Começo esta coluna com uma acanhada tristeza, estamos em luto em virtude desta pandemia. Duas pessoas amadas se foram justamente após eu propor escrever sobre literatura e maternidade. Então, para não desistir porque aqueles que se foram sempre me ensinaram a resistir, eu quero escrever sobre este luto e a literatura.
Minha filha pede por aqueles que se foram. Eu sequer consigo me ouvir sobre isso, mas preciso. Então busquei nas histórias o começo desta conversa e desse acolhimento em mim, em meu marido companheiro e em nossa filha.
Começo a ler, vamos comentando, vamos ouvindo um ao outro. Há uma parte em que o livro conta “às vezes é mais difícil do que imaginamos”¹. Eu pergunto à minha filha, de cinco anos, o que é difícil de imaginar para ela. A resposta doeu, as lágrimas surgem em nossos olhos, ela responde que é difícil imaginar que eles se foram.
Foi a história que nos fez pensar e falar sobre isso, foi a história que possibilitou que ela dissesse o que pensava. Falar dos sentimentos nem sempre é fácil, crescemos, muitas vezes, sem aprender a falar o que sentimos, logo é também difícil ensinar isso a nossa criança.
A literatura tem sido uma aliada, tem sido uma linda oportunidade de aprendermos sobre nós e sobre o mundo. Comecei a ler para nossa filha ainda quando estava grávida, segui lendo sempre que era possível, somos trabalhadoras, cuidadoras, entre tantas outras atribuições que a sociedade patriarcal nos impõe – as quais podemos e devemos repensar -, assim nem sempre todas as noites temos lido, mas temos buscado esses momentos de leitura, escuta e trocas sobre nossas perspectivas e as dela. A literatura nos une, nos faz compartilhar.
Os benefícios da literatura nas famílias são muitos, além dos momentos entre mães, pais e filhos, os temas diversos de uma boa literatura favorecem a construção de conceitos e a formação crítica.
A autora Sonia Rosa², comenta que: “Adultos precisam aproveitar as muitas oportunidades que tem no seu dia a dia de brincar com as palavras com os pequenos. Isso facilitará a inclusão da leitura de livros como parte da rotina deles, independentemente da idade que tenham”.
E temos brincado, lido, conversado sobre os livros e suas histórias. Pensamos, às vezes, que brincar com as palavras é coisa de criança, mas esta brincadeira faz bem a todos nós. Palavras bem ajeitadas criam enredos lindos, que servem de acalento para a criança que existe em cada adulto, em cada mãe que quer ser acalentada pela beleza das histórias, pois sempre encontramos algumas que se parecem com as nossas.
A maternidade me trouxe muitas experiências, uma das que mais têm me ensinado é a busca por histórias para alguém tão especial com quem aprendo mais a cada dia, aprender e falar sobre nossos sentimentos foi algo muito importante neste momento em que as palavras se limitam aos pensamentos e por isso nos causam dor.
É preciso falar do luto e isso é sempre difícil, mas com a produção de outras pessoas podemos romper essa barreira aos poucos e aprender mais sobre nós mesmas e as nossas dores.
¹ Trecho do livro “Apesar de tudo”, do autor e ilustrador colombiano Dipacho, publicado no Brasil pela Companhia das Letrinhas (2018).
² Rosa, Sonia. Entre textos e afetos: formando leitores dentro e fora da escola/ Sonia Rosa. Rio de Janeiro: Malê (2017, p.19).

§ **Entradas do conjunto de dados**
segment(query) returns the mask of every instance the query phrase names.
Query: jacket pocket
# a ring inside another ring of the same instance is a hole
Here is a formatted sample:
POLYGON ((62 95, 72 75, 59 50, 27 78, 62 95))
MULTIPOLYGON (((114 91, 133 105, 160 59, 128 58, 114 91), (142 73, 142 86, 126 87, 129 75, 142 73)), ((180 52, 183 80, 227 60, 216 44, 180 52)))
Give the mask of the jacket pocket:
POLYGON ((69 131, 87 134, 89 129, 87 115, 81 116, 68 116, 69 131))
--
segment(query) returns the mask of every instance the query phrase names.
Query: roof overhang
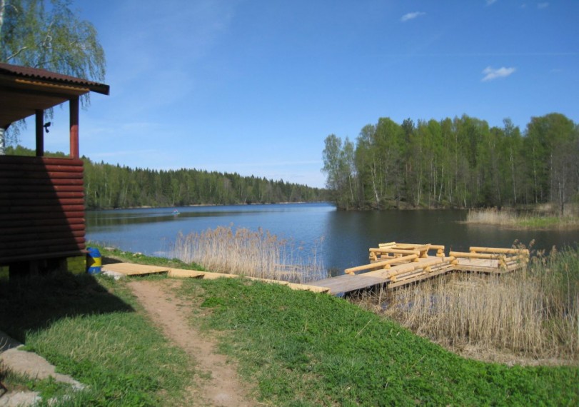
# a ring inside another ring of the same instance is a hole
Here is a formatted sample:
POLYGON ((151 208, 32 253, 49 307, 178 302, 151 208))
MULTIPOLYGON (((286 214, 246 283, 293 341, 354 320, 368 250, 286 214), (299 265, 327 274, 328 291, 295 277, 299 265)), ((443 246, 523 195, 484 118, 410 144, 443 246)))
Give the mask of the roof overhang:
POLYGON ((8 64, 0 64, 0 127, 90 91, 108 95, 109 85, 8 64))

§ **O que fazer**
Edite o trecho da coluna sobre luto e literatura entre "Minha filha pede" e "em nossa filha.", inclusive, trocando "histórias" por "narrativas".

§ **Tarefa concluída**
Minha filha pede por aqueles que se foram. Eu sequer consigo me ouvir sobre isso, mas preciso. Então busquei nas narrativas o começo desta conversa e desse acolhimento em mim, em meu marido companheiro e em nossa filha.